▶ **Source passage**
= Beginning of Section =
In the late '80s, Susan Lester homed two owls in her living room.
For the artist, who died early last year, they were reference pieces for one of the 200 paintings she was commissioned to produce for The Examiner's 150th anniversary in 1992.
But in 1989, when media magnate and then owner of The Examiner Edmund Rouse was jailed in a political bribery scandal, his planned two-volume book of Lester's paintings was never produced, and the paintings vanished.
At least until this June.
Over three decades after the commissioned pieces were to be collected, Lester's family has released Birds of Tasmania - a bespoke folio of 199 of the endemic Tasmanian animals that, sadly, she would never see.
The book - already an instant best-seller and selling out across Tasmanian bookstores - was released officially on June 22 in a touching tribute to the late painter, who died at 65 after a short, intense battle with cancer.
Susan's youngest sister, Libby Lester, a journalist and academic professor at UTAS - who, amongst many credits, worked as a cadet at The Examiner in the '80s - said her quiet sister would have been proud of how her story and her art had resonated with Tasmanians.
"Maybe in a little way, she's contributed to reminding people how special Tasmania's birds are," Ms Lester said.
"She was an extraordinarily special painter of birds, and I think she captured Tasmanians' [attention[ in that way because of how they love their place in the world."

Remembering Susan and her Birds of Tasmania
Born in Hobart Hospital in 1957, Susan's early life was nestled in nature. With her parents Neville and Jennie, and younger sister Libby, Susan lived in a small hut on the foothills of Tasmania's Central Plateau.
= End of Section =
▶ **Records shown**
= Beginning of Section =
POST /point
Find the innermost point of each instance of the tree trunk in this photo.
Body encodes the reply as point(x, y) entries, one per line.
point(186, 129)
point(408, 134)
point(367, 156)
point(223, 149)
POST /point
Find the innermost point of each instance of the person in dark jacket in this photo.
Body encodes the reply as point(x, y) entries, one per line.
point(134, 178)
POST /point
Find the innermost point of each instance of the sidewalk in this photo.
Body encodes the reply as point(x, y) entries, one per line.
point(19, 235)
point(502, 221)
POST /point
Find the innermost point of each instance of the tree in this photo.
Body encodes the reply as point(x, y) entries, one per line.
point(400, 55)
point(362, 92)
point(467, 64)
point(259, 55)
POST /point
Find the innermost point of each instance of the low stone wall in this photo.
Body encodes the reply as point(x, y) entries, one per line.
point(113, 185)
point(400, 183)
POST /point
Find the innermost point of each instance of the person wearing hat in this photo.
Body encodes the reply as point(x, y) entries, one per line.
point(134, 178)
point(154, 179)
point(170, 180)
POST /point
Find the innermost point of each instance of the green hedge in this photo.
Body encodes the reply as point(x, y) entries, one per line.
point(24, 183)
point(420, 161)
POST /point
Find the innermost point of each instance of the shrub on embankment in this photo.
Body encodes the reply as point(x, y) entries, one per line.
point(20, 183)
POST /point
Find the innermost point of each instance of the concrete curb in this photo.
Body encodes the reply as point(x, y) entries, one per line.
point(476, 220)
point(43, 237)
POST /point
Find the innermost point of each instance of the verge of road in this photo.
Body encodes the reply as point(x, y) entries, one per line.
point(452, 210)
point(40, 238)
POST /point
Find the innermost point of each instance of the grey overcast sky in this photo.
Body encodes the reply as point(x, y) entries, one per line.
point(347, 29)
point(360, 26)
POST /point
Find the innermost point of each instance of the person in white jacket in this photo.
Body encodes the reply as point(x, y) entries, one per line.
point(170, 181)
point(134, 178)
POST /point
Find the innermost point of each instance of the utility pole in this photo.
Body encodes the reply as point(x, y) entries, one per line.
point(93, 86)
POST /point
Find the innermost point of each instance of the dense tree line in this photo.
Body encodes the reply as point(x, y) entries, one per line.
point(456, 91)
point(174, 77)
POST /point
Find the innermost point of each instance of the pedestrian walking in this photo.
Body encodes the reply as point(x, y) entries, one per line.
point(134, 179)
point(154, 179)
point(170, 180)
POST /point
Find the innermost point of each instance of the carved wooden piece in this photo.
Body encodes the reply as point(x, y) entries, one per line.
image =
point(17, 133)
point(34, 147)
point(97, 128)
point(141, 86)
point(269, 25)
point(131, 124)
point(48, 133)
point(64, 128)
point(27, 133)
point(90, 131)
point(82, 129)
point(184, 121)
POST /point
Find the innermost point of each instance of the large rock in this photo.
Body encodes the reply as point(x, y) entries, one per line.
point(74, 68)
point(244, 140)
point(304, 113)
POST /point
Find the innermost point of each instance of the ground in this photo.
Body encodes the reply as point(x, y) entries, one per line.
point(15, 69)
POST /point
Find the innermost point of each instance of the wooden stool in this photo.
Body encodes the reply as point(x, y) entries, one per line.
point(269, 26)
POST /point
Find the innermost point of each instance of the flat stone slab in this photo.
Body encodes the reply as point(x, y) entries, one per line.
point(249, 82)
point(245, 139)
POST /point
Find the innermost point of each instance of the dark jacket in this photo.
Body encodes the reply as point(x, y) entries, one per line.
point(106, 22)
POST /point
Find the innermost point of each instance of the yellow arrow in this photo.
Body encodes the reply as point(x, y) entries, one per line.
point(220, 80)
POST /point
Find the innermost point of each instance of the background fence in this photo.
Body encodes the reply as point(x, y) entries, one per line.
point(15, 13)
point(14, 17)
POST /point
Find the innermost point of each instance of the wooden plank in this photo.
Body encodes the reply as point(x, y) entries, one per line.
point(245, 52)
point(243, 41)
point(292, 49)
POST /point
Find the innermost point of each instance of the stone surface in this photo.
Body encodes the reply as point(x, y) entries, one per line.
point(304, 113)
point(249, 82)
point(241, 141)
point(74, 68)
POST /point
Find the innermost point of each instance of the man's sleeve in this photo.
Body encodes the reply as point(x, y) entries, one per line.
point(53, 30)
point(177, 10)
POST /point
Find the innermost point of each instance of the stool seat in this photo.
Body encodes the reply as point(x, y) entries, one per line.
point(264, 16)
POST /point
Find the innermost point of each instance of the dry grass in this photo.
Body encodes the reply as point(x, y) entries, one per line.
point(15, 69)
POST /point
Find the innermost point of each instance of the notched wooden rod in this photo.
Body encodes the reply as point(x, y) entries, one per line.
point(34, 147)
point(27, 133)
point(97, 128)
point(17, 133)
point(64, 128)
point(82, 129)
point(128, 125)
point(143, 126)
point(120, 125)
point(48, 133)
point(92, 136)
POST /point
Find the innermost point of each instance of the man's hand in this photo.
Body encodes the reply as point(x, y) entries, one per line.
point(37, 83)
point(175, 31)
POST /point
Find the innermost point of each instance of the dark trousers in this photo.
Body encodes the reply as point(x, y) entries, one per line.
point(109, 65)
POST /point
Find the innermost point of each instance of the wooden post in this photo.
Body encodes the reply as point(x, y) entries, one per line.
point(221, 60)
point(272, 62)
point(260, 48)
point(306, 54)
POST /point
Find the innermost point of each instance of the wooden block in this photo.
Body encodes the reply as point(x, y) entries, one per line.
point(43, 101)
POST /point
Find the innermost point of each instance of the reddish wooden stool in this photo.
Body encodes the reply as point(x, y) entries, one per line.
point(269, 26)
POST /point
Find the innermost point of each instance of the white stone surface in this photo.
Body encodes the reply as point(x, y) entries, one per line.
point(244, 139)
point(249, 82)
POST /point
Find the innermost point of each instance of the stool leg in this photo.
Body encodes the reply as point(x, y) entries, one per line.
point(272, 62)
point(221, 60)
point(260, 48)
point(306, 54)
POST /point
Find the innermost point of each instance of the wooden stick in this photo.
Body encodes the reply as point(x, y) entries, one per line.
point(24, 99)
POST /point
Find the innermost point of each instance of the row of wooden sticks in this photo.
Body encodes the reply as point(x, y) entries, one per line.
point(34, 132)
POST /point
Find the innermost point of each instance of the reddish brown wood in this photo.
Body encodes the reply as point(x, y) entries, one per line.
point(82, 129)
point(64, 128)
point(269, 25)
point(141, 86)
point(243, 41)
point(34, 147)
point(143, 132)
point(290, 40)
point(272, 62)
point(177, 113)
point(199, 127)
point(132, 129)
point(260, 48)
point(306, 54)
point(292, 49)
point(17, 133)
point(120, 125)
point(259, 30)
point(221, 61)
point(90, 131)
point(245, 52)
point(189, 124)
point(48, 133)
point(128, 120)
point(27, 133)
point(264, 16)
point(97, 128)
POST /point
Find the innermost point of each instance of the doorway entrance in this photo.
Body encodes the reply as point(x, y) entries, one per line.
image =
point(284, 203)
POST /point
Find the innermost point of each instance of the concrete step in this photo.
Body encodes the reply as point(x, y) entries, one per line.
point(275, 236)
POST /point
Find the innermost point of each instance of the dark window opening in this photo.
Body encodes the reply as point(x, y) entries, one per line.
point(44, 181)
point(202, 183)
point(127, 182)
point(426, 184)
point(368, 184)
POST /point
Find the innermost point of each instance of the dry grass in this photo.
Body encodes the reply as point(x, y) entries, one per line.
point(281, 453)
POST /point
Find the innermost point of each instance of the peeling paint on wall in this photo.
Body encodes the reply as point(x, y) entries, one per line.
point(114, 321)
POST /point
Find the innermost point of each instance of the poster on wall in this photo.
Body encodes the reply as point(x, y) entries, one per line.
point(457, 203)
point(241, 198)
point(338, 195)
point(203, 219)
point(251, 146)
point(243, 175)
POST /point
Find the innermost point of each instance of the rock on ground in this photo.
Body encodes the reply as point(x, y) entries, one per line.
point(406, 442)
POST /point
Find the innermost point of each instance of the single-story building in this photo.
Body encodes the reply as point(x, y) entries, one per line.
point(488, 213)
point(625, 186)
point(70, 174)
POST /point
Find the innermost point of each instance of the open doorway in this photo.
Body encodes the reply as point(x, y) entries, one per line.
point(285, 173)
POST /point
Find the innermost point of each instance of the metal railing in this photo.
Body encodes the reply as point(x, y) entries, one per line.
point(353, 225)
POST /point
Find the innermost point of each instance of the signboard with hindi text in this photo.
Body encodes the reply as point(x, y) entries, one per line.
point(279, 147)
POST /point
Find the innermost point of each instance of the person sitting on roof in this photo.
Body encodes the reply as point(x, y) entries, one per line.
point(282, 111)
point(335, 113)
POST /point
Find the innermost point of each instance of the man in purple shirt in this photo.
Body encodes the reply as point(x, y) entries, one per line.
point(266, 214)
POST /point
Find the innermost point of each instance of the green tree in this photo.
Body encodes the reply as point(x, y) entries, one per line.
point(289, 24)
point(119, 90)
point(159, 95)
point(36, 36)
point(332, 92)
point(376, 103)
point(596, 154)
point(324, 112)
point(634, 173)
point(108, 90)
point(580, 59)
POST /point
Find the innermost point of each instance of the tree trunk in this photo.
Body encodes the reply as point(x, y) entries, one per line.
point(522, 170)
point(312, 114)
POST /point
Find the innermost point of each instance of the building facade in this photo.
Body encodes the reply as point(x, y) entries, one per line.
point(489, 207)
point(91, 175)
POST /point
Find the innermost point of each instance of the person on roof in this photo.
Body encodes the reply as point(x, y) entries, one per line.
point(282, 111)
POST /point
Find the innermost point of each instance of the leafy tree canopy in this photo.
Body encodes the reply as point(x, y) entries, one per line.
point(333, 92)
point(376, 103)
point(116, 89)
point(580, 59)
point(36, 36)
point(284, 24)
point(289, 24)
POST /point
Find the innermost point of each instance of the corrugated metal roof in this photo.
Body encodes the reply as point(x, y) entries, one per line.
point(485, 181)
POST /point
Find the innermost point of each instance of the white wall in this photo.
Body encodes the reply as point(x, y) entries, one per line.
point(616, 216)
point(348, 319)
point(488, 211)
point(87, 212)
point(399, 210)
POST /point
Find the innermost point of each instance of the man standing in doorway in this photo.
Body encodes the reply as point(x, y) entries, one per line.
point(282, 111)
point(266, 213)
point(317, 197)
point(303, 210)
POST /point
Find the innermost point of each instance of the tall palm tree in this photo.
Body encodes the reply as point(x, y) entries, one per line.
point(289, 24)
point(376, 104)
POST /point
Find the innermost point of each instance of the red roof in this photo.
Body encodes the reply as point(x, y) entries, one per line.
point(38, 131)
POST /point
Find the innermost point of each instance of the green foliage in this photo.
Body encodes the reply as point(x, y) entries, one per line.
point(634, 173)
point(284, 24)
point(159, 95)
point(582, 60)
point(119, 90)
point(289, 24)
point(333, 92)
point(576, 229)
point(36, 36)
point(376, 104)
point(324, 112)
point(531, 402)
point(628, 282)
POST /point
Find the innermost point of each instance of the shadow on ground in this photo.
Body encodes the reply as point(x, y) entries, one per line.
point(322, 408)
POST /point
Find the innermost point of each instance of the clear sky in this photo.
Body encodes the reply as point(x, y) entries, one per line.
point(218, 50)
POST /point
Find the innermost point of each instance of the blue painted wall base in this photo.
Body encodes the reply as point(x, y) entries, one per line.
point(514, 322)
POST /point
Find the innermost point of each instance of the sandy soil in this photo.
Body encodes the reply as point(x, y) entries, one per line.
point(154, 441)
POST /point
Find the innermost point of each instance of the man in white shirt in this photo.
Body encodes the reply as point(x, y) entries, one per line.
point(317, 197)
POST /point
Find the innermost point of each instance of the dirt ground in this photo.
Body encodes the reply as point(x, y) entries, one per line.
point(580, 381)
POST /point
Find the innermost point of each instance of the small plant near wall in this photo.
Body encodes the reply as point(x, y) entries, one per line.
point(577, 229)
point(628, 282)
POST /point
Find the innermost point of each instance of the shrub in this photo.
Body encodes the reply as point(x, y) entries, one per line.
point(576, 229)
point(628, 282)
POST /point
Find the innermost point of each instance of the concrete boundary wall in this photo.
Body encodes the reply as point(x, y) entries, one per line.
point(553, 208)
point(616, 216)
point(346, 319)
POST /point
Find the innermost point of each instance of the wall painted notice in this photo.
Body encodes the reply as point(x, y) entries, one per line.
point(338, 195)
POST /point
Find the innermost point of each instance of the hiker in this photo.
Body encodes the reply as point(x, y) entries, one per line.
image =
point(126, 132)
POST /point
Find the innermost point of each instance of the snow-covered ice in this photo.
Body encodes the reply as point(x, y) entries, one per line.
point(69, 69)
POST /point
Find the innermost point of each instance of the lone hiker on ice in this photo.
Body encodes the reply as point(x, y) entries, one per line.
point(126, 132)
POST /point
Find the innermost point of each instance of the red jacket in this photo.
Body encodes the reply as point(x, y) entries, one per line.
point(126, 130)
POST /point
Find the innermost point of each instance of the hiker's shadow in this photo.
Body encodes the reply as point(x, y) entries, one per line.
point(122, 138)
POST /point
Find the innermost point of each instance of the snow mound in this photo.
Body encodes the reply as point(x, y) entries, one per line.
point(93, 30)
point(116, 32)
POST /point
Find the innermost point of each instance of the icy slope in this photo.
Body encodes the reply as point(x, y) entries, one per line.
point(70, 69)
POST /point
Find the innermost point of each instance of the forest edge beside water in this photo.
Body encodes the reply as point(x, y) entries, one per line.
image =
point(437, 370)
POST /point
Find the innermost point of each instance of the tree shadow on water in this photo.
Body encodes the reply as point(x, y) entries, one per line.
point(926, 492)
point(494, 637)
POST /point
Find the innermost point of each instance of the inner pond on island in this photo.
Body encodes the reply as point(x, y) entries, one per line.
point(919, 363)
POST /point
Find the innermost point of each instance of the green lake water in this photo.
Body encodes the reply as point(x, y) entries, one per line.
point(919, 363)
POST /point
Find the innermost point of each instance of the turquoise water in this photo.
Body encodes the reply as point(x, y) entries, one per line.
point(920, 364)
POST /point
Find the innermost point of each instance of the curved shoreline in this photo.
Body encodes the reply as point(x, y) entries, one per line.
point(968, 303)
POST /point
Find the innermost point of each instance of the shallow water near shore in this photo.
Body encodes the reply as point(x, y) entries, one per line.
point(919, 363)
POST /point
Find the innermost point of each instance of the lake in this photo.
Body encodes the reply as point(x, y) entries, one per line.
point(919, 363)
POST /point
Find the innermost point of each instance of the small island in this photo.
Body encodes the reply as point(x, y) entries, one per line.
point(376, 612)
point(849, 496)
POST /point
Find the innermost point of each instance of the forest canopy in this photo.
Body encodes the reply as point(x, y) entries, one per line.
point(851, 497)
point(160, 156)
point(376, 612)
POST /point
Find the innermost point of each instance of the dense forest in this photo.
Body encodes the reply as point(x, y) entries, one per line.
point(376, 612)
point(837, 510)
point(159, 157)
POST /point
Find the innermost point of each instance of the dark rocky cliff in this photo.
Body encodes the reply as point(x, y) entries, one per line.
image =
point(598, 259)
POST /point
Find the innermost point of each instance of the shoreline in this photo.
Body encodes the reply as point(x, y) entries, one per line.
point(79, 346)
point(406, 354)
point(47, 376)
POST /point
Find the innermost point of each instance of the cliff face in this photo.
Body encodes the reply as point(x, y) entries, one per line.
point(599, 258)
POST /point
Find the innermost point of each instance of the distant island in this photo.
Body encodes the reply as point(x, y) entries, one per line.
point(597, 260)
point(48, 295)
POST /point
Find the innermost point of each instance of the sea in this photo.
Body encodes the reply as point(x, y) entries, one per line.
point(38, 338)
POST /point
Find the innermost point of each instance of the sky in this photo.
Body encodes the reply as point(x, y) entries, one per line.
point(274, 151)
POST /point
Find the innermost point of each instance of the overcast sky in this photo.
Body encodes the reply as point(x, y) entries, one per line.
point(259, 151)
= End of Section =
▶ **Questions on the material**
- a) According to the article on Susan Lester's bird paintings, why did Lester keep two owls in her living room in the late '80s?
- b) Rewrite the article on Susan Lester's bird paintings, starting with "Remembering Susan and" and going on through "Tasmania's Central Plateau.", and replace "small hut" with "small cabin".

▶ **Outputs for the tasks**
- a) The owls were reference pieces for one of the 200 paintings she was commissioned to produce for The Examiner's 150th anniversary in 1992.

- b)
Remembering Susan and her Birds of Tasmania
Born in Hobart Hospital in 1957, Susan's early life was nestled in nature. With her parents Neville and Jennie, and younger sister Libby, Susan lived in a small cabin on the foothills of Tasmania's Central Plateau.